··· Records supplied
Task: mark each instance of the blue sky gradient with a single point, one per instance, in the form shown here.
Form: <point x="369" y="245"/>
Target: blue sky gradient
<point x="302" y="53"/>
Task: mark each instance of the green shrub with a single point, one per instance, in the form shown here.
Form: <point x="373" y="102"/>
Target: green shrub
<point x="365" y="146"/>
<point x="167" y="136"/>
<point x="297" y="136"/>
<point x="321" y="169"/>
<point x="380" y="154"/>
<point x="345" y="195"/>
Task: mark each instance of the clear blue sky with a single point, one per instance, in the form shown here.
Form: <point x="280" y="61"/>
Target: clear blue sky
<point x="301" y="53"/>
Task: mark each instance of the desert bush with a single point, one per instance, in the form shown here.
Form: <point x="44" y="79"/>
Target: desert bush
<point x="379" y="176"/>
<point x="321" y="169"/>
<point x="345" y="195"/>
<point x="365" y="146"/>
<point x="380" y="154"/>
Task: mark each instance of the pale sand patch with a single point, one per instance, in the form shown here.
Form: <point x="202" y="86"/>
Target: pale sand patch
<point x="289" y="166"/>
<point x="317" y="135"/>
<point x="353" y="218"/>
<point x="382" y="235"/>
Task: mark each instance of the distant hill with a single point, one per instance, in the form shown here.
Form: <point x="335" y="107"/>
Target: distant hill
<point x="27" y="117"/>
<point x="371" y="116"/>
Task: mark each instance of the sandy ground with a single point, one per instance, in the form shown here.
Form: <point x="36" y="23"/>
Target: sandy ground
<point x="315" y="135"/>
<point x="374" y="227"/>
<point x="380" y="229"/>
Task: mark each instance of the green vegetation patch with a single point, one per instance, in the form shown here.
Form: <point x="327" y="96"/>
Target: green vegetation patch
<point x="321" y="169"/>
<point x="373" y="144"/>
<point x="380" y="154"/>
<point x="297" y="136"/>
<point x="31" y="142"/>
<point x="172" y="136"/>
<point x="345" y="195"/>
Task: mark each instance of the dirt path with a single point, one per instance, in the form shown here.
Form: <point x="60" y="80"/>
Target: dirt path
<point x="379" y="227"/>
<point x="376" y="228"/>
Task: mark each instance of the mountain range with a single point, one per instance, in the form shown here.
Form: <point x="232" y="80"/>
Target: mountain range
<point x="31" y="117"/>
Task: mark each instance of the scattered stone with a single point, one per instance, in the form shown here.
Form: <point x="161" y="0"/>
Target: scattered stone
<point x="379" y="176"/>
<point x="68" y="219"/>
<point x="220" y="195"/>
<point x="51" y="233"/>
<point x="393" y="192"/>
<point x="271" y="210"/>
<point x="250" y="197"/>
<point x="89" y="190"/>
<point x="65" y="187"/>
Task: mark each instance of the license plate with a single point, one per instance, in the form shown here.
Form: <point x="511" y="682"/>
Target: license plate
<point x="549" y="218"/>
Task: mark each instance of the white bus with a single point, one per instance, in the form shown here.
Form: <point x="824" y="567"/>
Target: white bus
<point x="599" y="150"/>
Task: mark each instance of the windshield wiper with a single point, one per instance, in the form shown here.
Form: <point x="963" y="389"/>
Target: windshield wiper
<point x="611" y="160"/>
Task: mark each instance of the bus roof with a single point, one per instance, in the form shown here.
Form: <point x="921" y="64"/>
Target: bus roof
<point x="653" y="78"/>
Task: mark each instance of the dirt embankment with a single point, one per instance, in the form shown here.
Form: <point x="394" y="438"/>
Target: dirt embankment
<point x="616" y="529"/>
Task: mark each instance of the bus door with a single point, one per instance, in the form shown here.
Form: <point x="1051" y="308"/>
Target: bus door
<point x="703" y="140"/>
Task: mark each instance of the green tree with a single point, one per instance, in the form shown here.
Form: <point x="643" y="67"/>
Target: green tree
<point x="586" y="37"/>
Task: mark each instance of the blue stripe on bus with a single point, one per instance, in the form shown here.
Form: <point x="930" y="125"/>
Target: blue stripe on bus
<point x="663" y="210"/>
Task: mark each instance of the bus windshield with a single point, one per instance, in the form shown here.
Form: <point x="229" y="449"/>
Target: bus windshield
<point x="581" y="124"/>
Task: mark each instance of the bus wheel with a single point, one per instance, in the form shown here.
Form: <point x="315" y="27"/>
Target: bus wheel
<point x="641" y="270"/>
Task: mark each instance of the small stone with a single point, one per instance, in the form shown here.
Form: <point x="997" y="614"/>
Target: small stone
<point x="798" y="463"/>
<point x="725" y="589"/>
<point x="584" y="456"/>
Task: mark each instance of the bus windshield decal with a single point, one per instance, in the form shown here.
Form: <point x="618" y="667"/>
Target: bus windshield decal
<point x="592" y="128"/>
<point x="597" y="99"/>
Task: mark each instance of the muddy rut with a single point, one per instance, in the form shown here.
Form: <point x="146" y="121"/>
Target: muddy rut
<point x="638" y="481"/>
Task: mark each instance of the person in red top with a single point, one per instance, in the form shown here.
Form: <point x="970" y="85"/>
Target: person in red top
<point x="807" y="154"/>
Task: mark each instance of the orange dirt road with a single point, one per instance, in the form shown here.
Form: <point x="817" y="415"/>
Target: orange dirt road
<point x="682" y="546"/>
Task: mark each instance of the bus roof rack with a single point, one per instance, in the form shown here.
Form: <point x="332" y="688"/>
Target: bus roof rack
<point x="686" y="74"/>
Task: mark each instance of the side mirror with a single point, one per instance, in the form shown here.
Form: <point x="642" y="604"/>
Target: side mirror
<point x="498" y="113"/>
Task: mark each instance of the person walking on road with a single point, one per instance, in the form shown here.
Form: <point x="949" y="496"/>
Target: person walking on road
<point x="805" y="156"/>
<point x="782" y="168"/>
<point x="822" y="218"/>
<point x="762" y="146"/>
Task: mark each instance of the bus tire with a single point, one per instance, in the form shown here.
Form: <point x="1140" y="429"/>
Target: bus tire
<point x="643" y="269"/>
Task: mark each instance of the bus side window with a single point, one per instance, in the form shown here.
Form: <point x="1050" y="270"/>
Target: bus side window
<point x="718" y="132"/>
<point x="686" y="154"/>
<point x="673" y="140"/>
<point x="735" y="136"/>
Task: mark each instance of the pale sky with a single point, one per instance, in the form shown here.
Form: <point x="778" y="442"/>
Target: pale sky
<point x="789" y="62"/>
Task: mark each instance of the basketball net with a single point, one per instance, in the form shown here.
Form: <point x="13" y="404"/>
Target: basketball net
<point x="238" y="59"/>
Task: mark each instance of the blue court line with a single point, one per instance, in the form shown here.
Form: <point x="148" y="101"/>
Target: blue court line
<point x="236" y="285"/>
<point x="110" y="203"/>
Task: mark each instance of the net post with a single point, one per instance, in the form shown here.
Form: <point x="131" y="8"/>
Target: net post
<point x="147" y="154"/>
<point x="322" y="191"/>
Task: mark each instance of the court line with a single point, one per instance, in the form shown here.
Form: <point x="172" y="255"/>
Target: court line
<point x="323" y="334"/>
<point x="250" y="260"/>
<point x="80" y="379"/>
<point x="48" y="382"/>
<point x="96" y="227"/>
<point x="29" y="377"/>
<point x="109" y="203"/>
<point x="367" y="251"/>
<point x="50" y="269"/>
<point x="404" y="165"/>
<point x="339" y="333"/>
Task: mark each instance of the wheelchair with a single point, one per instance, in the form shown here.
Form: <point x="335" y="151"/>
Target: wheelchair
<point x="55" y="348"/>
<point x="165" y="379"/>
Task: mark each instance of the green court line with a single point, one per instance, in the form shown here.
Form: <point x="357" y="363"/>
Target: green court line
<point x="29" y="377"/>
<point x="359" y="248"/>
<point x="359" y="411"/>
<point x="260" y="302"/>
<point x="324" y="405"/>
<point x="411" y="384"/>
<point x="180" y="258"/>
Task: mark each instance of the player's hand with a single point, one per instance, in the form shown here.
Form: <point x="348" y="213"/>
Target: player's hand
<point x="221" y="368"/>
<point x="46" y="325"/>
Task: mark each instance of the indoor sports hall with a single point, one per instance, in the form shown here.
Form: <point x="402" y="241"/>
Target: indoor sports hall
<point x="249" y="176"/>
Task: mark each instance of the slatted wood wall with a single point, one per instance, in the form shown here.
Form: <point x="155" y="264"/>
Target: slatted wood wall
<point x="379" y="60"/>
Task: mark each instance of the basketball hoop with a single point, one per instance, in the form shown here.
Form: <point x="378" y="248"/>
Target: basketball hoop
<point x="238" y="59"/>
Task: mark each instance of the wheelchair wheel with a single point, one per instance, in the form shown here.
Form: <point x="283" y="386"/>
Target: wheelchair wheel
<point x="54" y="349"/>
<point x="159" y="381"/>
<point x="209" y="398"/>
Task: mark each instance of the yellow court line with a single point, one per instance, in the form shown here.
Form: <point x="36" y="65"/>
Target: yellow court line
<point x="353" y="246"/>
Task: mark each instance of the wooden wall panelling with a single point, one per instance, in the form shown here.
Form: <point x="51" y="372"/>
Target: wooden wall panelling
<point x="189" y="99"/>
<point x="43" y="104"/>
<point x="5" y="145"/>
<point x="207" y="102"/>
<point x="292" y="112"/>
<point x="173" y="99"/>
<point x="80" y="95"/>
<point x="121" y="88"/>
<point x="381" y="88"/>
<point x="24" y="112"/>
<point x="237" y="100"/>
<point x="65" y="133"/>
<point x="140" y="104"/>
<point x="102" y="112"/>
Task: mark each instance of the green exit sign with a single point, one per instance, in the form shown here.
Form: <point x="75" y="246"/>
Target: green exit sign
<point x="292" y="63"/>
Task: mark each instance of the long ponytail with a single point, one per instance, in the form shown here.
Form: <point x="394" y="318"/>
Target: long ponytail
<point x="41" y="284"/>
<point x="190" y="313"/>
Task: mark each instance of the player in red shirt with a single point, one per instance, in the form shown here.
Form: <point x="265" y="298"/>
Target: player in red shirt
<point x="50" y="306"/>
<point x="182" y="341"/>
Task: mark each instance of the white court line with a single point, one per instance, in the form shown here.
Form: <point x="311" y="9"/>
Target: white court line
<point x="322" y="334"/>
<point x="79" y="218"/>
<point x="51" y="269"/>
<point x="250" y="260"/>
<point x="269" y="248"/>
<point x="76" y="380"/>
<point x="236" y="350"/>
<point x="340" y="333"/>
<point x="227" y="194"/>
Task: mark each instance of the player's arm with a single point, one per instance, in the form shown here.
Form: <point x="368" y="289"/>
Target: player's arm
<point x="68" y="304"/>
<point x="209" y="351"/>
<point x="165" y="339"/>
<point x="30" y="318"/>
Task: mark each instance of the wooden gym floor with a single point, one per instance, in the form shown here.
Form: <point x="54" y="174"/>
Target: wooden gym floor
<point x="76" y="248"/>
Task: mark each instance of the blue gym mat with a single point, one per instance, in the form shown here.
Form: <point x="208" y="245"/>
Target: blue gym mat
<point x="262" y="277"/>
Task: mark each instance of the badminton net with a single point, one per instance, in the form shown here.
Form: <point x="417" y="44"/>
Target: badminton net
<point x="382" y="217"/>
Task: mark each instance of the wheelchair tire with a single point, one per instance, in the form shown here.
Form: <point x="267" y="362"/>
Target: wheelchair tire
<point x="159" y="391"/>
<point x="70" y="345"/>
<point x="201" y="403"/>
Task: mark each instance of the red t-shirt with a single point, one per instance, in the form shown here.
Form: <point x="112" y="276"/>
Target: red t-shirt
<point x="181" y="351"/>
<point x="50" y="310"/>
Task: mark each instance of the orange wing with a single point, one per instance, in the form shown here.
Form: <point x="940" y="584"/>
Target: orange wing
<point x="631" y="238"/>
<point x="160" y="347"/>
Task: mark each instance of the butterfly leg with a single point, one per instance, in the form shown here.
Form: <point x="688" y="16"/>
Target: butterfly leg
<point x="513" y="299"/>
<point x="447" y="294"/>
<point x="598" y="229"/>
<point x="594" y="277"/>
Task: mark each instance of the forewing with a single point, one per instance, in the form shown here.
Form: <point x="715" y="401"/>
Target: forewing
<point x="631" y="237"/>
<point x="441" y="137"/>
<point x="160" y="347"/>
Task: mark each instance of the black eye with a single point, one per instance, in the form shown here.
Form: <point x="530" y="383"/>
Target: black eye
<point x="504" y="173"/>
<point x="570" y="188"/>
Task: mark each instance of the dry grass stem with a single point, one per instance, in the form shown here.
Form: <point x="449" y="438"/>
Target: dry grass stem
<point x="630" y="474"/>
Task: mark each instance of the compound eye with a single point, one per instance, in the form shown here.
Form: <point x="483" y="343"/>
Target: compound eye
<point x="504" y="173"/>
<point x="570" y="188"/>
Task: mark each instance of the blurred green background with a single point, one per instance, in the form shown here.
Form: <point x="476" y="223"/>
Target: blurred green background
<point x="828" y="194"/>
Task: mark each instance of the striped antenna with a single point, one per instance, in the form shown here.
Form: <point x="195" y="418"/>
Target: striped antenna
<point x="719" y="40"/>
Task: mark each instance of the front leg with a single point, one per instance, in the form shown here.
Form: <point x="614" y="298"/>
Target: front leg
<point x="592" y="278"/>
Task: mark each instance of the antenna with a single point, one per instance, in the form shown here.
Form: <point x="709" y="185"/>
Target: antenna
······
- Task brief:
All lines in the listing above from the line containing "Target: blue court line" to the line containing "Task: mark each instance of the indoor", inclusive, should be retyped exactly; no other lines should appear.

- Exercise result:
Target: blue court line
<point x="236" y="285"/>
<point x="110" y="203"/>
Task: mark each instance of the net post with a single point, one per instance, in the form shown here.
Form: <point x="131" y="8"/>
Target: net post
<point x="147" y="154"/>
<point x="322" y="191"/>
Task: mark each instance of the court line with a single point, one per instance, in the form shown here.
Form: <point x="172" y="255"/>
Target: court line
<point x="323" y="334"/>
<point x="250" y="260"/>
<point x="80" y="379"/>
<point x="48" y="382"/>
<point x="96" y="227"/>
<point x="29" y="377"/>
<point x="109" y="203"/>
<point x="367" y="251"/>
<point x="50" y="269"/>
<point x="404" y="165"/>
<point x="339" y="333"/>
Task: mark each instance of the wheelchair with a single point, one per instance, in the form shown here.
Form: <point x="335" y="151"/>
Target: wheelchair
<point x="55" y="348"/>
<point x="165" y="379"/>
Task: mark each instance of the green court line with a single point, one per instance, in the form shown here.
Form: <point x="357" y="363"/>
Target: green court line
<point x="29" y="377"/>
<point x="359" y="248"/>
<point x="359" y="411"/>
<point x="260" y="302"/>
<point x="324" y="405"/>
<point x="411" y="384"/>
<point x="180" y="258"/>
Task: mark each instance of the player's hand with a single point, one per instance, in the form shown here.
Form: <point x="348" y="213"/>
Target: player's hand
<point x="221" y="368"/>
<point x="46" y="325"/>
Task: mark each instance of the indoor sports hall with a single point, one per instance, in the form shown here.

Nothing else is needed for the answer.